## begin Extracted data
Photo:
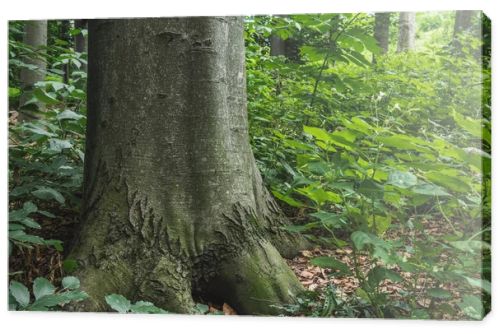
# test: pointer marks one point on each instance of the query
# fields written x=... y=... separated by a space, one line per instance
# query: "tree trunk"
x=81 y=40
x=65 y=36
x=463 y=23
x=381 y=31
x=278 y=46
x=35 y=36
x=407 y=26
x=174 y=206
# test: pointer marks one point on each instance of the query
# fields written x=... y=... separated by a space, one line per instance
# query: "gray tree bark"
x=174 y=206
x=463 y=23
x=35 y=36
x=278 y=46
x=407 y=29
x=81 y=40
x=381 y=30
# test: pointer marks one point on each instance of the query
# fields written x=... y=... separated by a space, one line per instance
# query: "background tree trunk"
x=174 y=206
x=463 y=23
x=381 y=30
x=278 y=45
x=81 y=40
x=35 y=36
x=407 y=28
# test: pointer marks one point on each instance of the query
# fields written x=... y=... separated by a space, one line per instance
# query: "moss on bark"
x=174 y=205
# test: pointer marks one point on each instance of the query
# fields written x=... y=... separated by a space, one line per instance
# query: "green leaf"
x=331 y=263
x=14 y=92
x=473 y=126
x=44 y=97
x=42 y=287
x=287 y=199
x=201 y=308
x=429 y=189
x=29 y=207
x=472 y=307
x=479 y=283
x=69 y=114
x=378 y=274
x=70 y=282
x=70 y=265
x=146 y=307
x=317 y=133
x=439 y=293
x=402 y=179
x=118 y=303
x=20 y=293
x=47 y=193
x=57 y=145
x=451 y=182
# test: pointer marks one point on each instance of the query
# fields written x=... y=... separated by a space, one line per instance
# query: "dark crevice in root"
x=254 y=281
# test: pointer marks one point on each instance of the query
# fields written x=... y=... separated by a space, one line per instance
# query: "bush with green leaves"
x=377 y=153
x=46 y=296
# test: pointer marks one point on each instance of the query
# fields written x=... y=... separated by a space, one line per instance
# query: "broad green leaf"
x=287 y=199
x=439 y=293
x=378 y=274
x=14 y=92
x=317 y=133
x=57 y=145
x=201 y=308
x=20 y=293
x=429 y=189
x=402 y=179
x=118 y=303
x=42 y=287
x=454 y=183
x=472 y=307
x=29 y=207
x=69 y=114
x=473 y=126
x=47 y=193
x=331 y=263
x=70 y=282
x=479 y=283
x=43 y=96
x=146 y=307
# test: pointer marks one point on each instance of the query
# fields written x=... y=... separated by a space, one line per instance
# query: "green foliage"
x=122 y=305
x=373 y=150
x=46 y=296
x=45 y=154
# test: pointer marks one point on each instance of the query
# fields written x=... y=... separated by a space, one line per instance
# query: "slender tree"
x=278 y=45
x=407 y=27
x=463 y=23
x=35 y=36
x=174 y=206
x=381 y=30
x=81 y=39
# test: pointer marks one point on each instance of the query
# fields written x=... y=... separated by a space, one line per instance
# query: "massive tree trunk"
x=35 y=36
x=407 y=26
x=381 y=30
x=174 y=205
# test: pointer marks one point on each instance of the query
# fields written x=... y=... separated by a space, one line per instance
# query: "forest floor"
x=25 y=265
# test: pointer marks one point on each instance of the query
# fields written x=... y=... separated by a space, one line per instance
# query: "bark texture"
x=278 y=46
x=463 y=24
x=381 y=31
x=81 y=40
x=174 y=205
x=35 y=36
x=407 y=29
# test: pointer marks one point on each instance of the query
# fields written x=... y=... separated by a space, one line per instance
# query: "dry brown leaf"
x=228 y=310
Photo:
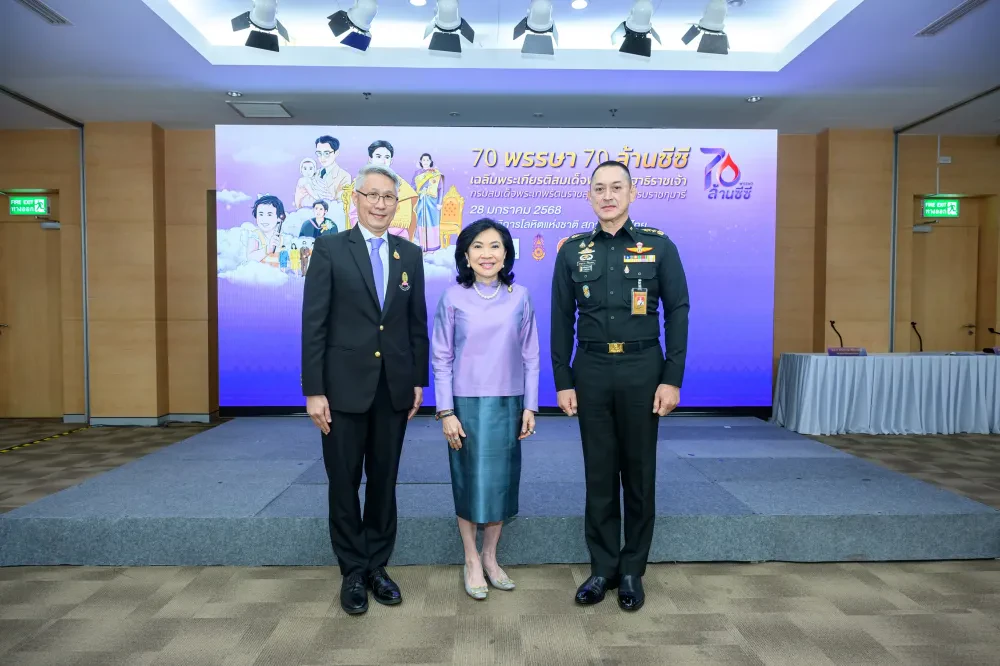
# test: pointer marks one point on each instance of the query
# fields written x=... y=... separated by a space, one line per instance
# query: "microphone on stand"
x=837 y=332
x=992 y=350
x=913 y=325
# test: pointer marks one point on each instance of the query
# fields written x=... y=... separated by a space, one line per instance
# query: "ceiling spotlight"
x=712 y=29
x=446 y=26
x=355 y=24
x=637 y=30
x=540 y=28
x=262 y=22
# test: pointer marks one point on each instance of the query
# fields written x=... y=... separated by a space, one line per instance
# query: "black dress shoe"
x=384 y=589
x=630 y=594
x=593 y=589
x=353 y=595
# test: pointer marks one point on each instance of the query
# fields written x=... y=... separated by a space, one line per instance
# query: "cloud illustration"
x=256 y=273
x=232 y=196
x=440 y=264
x=263 y=155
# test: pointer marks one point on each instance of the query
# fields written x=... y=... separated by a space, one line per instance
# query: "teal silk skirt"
x=486 y=471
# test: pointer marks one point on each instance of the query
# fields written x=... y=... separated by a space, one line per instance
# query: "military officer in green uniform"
x=618 y=278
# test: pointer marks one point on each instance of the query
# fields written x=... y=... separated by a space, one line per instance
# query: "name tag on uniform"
x=638 y=301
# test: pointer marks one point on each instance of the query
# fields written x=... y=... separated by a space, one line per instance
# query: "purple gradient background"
x=727 y=245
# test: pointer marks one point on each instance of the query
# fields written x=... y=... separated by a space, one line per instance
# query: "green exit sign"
x=29 y=205
x=940 y=207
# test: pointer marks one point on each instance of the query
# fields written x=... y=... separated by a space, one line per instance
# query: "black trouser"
x=373 y=439
x=618 y=427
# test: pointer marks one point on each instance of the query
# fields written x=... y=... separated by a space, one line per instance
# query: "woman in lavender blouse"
x=484 y=351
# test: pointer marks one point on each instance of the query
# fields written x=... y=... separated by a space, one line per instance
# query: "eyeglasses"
x=373 y=197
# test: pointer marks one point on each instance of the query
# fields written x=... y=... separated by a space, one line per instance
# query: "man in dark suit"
x=364 y=366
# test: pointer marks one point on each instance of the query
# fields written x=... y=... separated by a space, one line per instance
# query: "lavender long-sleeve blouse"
x=483 y=347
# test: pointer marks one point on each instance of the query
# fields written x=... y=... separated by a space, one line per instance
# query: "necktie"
x=377 y=269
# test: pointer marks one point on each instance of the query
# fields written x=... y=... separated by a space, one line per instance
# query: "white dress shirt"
x=383 y=253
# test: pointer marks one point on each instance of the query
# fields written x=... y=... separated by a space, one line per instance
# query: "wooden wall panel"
x=822 y=170
x=988 y=312
x=794 y=270
x=917 y=156
x=50 y=160
x=858 y=208
x=126 y=262
x=190 y=271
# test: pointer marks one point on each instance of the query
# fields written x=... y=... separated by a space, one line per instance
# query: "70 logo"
x=725 y=162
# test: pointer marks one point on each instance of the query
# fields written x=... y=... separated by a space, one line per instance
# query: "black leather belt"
x=618 y=347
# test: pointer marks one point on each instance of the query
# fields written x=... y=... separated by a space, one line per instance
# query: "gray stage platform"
x=252 y=492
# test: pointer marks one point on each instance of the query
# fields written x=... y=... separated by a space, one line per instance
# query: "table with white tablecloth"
x=888 y=394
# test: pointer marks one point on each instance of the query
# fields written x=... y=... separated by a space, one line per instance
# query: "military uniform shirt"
x=595 y=274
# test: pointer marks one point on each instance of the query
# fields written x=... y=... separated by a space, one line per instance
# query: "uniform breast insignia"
x=539 y=252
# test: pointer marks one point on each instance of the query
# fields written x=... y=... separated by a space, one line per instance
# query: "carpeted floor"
x=945 y=613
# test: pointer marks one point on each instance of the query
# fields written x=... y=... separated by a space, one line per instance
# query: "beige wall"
x=152 y=249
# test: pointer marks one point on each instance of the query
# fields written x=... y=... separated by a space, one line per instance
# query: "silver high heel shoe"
x=503 y=583
x=478 y=593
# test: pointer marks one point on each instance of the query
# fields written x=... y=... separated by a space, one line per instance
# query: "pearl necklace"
x=475 y=285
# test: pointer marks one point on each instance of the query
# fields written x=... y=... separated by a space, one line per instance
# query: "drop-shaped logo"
x=729 y=165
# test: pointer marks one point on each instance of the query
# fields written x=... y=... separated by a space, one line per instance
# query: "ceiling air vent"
x=49 y=15
x=260 y=109
x=949 y=18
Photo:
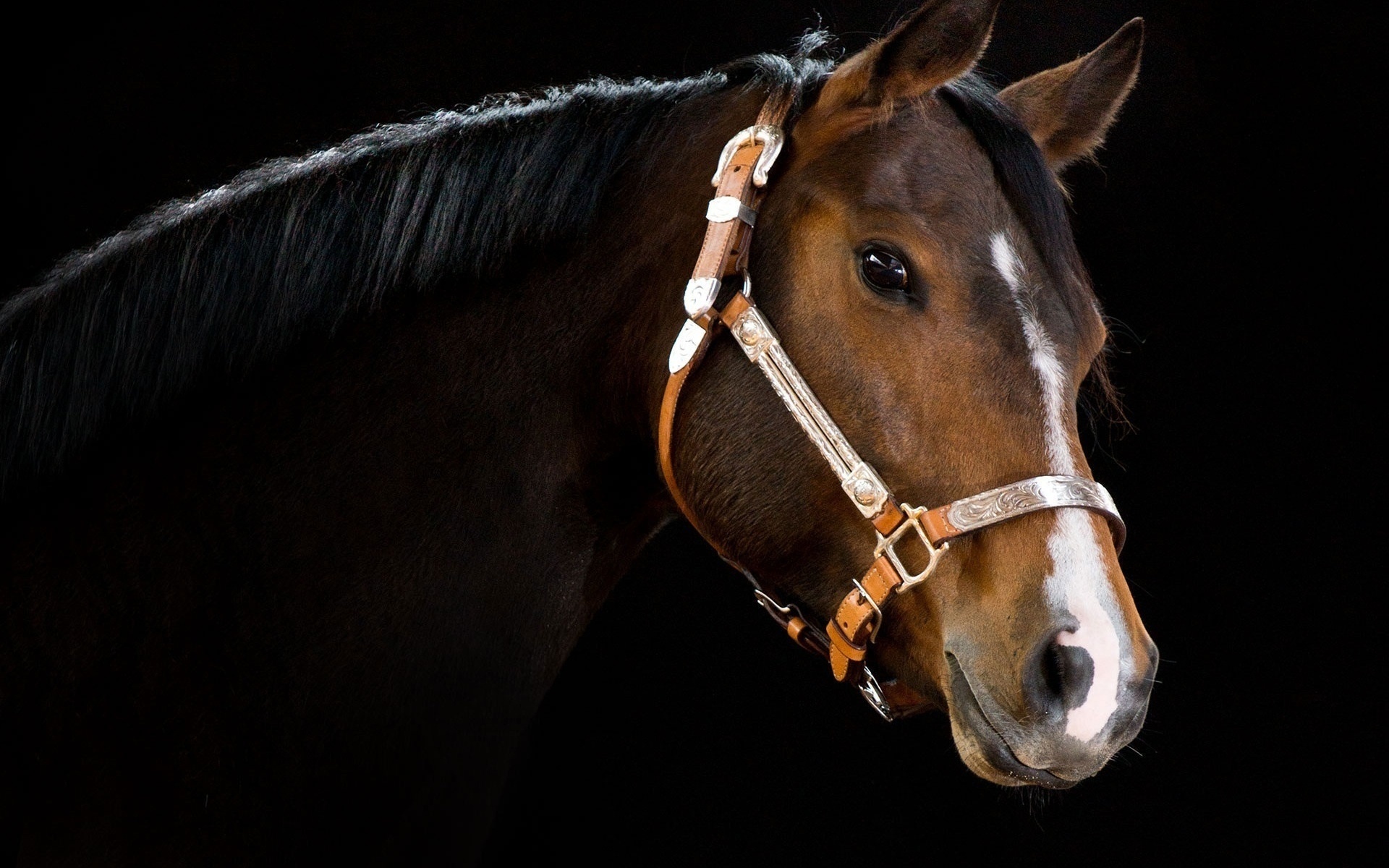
## end Extracted data
What the task asks
Please find every line in the entries above that contains the word "ceiling" and copy each of those lines. Case matters.

Solution for this task
# query: "ceiling spotlight"
# query: "ceiling air vent"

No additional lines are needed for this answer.